(AVAILABLE DATA Opens)

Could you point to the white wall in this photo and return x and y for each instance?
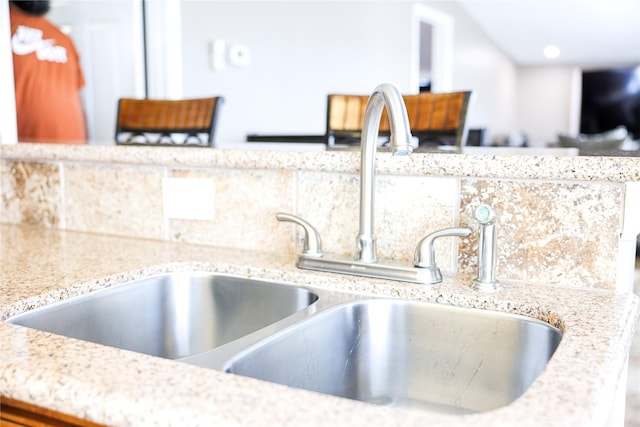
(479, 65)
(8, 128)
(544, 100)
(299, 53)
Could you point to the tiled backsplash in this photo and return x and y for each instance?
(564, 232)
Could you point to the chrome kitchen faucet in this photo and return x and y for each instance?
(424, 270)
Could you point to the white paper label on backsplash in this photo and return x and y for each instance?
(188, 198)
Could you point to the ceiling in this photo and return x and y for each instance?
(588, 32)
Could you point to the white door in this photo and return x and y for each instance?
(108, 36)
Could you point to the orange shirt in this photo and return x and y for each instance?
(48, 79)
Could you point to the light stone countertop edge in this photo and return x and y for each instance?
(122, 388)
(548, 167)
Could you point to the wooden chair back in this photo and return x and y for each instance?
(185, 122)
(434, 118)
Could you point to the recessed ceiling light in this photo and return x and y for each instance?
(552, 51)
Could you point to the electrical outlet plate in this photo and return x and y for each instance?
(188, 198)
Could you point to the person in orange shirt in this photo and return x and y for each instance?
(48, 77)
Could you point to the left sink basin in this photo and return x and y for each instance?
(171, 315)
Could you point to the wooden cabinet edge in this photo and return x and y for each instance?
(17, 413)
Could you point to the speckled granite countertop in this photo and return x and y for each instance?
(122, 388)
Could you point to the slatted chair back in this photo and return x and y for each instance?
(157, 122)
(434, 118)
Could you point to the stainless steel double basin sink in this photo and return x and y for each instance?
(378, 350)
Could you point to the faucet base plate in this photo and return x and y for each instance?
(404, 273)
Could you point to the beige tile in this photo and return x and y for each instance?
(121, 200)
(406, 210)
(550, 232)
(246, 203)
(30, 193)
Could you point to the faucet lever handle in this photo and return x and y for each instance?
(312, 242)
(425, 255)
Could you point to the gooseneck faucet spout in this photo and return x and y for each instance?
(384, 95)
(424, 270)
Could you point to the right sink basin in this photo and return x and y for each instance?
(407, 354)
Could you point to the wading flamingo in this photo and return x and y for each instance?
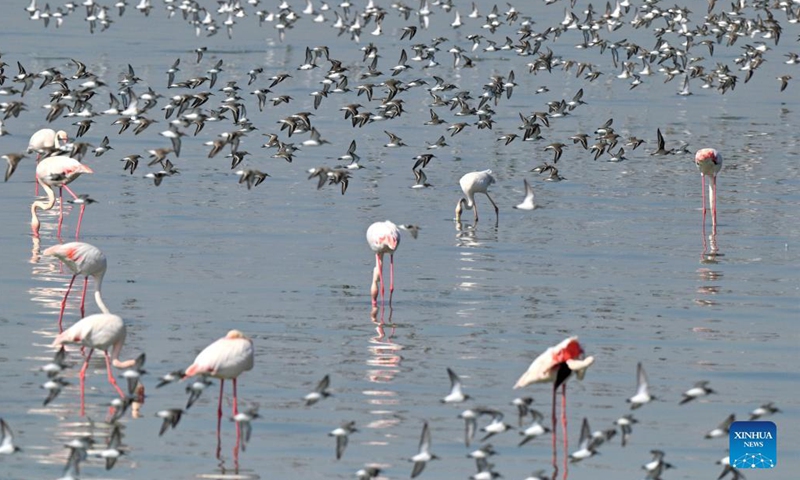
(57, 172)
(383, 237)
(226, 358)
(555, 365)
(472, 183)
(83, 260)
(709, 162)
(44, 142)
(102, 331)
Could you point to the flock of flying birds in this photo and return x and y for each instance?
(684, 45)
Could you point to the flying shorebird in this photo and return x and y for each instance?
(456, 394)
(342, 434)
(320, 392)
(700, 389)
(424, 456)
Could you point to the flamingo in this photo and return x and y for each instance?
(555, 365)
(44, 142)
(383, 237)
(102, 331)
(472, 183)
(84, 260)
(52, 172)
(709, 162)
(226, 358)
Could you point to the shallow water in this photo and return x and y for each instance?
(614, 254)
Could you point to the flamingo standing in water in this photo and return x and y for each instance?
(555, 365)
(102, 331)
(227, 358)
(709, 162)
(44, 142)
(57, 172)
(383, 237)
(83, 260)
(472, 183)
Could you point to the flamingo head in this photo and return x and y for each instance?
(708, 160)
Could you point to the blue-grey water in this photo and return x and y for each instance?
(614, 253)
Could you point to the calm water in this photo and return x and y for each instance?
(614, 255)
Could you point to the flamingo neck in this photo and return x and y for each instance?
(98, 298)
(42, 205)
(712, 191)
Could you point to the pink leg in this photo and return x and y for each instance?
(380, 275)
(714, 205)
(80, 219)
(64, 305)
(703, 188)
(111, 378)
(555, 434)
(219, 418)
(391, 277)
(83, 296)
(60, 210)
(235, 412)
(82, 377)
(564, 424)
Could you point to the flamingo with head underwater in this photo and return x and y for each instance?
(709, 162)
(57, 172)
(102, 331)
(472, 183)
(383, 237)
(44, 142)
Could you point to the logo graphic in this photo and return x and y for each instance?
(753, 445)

(AVAILABLE DATA Closes)
(AVAILABLE DATA Opens)

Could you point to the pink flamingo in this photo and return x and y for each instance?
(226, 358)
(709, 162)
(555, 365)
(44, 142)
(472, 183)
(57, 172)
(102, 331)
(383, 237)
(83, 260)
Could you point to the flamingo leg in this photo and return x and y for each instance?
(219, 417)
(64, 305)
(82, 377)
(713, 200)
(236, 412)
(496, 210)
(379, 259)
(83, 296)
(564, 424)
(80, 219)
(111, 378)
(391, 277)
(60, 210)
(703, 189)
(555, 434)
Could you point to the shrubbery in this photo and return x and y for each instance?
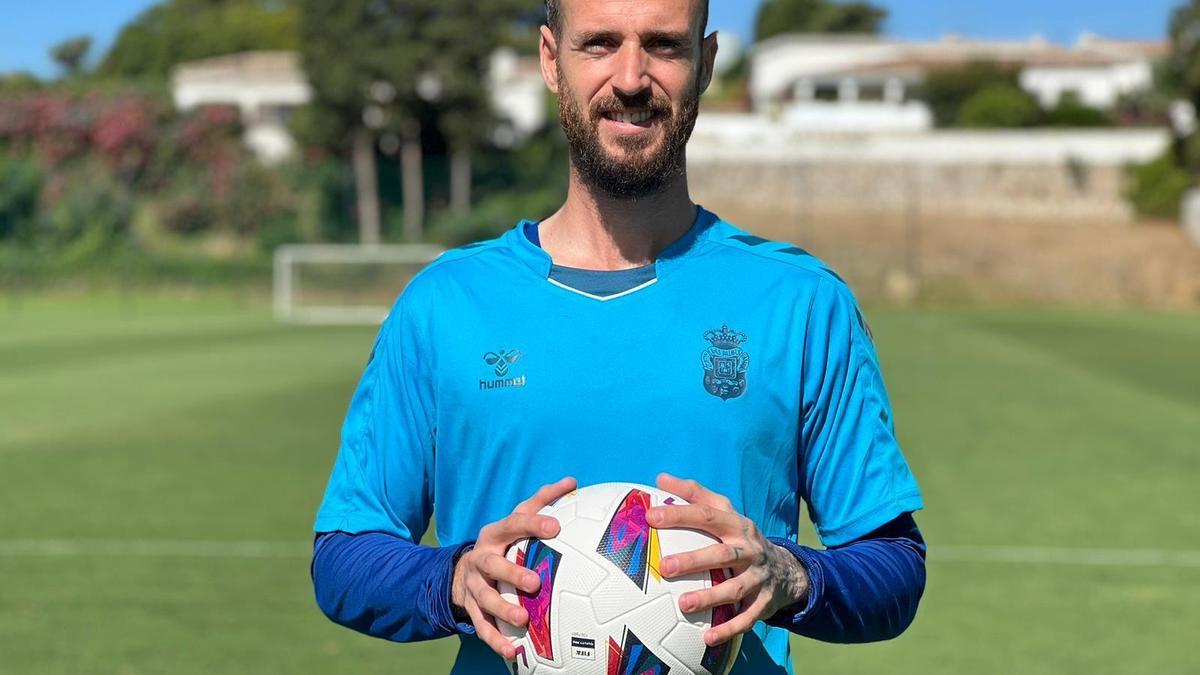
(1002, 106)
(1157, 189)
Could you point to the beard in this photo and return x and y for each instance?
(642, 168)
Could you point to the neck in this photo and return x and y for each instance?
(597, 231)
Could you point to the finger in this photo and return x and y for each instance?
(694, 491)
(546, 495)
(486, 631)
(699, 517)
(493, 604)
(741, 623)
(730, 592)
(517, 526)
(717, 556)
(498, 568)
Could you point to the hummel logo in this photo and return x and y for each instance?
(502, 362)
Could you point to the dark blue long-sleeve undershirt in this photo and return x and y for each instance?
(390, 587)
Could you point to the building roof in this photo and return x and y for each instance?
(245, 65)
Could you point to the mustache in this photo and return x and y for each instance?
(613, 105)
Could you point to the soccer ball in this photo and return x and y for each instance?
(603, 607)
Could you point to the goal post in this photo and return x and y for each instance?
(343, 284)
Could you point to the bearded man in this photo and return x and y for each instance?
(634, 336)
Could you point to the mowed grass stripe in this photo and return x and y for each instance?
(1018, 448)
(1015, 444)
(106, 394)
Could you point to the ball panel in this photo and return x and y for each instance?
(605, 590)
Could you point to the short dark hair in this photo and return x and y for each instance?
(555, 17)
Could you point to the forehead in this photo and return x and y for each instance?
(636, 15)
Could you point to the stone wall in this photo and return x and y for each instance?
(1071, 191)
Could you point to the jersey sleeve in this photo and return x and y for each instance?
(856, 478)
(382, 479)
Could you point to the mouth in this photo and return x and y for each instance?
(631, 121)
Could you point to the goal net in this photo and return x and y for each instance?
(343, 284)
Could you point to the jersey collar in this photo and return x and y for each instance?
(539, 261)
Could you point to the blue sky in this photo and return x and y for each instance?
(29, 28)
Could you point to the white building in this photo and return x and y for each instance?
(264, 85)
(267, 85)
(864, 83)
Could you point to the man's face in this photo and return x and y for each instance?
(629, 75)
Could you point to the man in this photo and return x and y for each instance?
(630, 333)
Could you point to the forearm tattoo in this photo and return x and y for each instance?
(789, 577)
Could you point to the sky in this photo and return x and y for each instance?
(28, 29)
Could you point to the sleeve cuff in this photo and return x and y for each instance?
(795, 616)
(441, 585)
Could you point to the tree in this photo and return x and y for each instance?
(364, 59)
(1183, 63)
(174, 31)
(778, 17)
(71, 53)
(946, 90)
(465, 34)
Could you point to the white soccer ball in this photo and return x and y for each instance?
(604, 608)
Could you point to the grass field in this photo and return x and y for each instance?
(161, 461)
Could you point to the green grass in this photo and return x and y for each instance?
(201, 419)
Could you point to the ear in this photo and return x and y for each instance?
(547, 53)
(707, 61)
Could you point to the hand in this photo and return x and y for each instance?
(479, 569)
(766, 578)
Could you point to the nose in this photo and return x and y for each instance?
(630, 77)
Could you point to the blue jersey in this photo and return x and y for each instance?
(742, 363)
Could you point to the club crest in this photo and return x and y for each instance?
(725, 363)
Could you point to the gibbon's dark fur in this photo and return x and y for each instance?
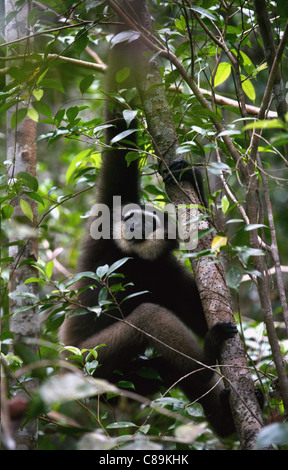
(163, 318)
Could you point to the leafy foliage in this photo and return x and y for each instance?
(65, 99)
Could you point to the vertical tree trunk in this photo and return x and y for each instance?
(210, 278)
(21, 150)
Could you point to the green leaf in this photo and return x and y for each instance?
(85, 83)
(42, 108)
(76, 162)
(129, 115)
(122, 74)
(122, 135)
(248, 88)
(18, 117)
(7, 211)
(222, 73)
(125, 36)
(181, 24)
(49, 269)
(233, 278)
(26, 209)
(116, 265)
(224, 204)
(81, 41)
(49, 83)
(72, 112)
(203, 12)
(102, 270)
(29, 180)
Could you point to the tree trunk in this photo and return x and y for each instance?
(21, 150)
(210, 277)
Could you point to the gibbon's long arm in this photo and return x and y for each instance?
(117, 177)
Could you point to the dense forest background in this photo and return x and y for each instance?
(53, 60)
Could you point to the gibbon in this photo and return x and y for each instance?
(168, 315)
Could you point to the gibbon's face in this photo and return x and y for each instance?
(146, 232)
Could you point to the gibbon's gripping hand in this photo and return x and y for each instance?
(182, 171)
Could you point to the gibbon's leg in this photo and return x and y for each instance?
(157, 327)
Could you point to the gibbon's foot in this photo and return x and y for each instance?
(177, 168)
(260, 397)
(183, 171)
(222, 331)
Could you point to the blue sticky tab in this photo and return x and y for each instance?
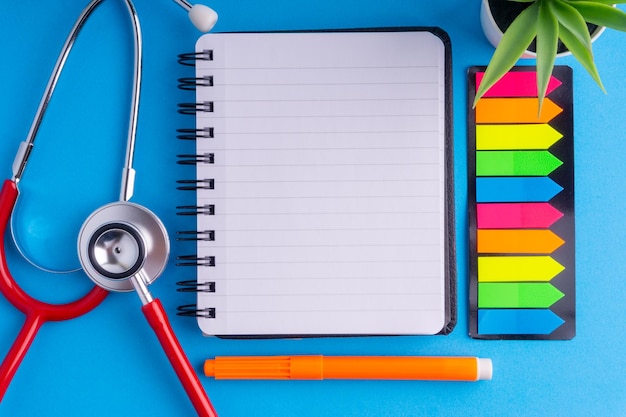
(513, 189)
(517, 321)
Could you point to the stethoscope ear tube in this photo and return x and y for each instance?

(AVAILABLE DATA Closes)
(AVAILABLE DATA Opens)

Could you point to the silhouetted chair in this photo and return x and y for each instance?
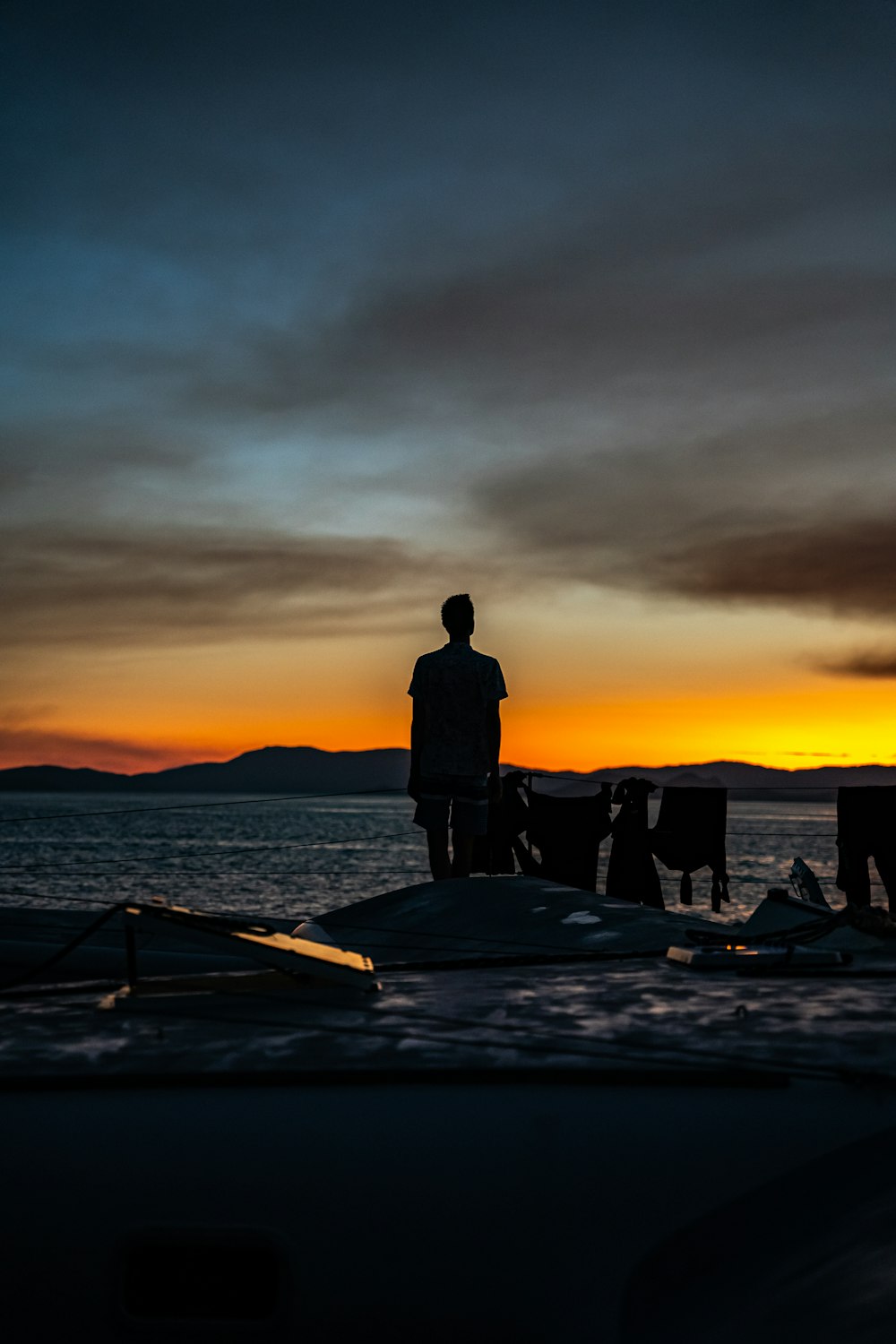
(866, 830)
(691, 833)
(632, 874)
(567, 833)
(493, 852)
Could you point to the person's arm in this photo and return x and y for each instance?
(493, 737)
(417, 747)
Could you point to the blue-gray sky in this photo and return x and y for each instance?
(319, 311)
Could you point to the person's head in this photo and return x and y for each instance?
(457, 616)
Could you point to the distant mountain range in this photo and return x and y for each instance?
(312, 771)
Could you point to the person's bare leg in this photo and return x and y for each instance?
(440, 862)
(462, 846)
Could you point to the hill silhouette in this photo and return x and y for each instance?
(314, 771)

(AVAILABLE DATA Closes)

Copy out exactly the lines above beginning with the line that contains "Could you point to the gibbon's foot" and finishing with the line that contains "Could you point to the stethoscope", including both; leave the pictures out.

Could you point to the gibbon's foot in this photo and return x and y for each instance?
(177, 168)
(260, 397)
(183, 171)
(222, 331)
Could you point to the blue sticky tab in this photo and return x and y for each instance?
(513, 189)
(517, 321)
Could you point to the stethoscope ear tube in this photo and return x and y for each instance?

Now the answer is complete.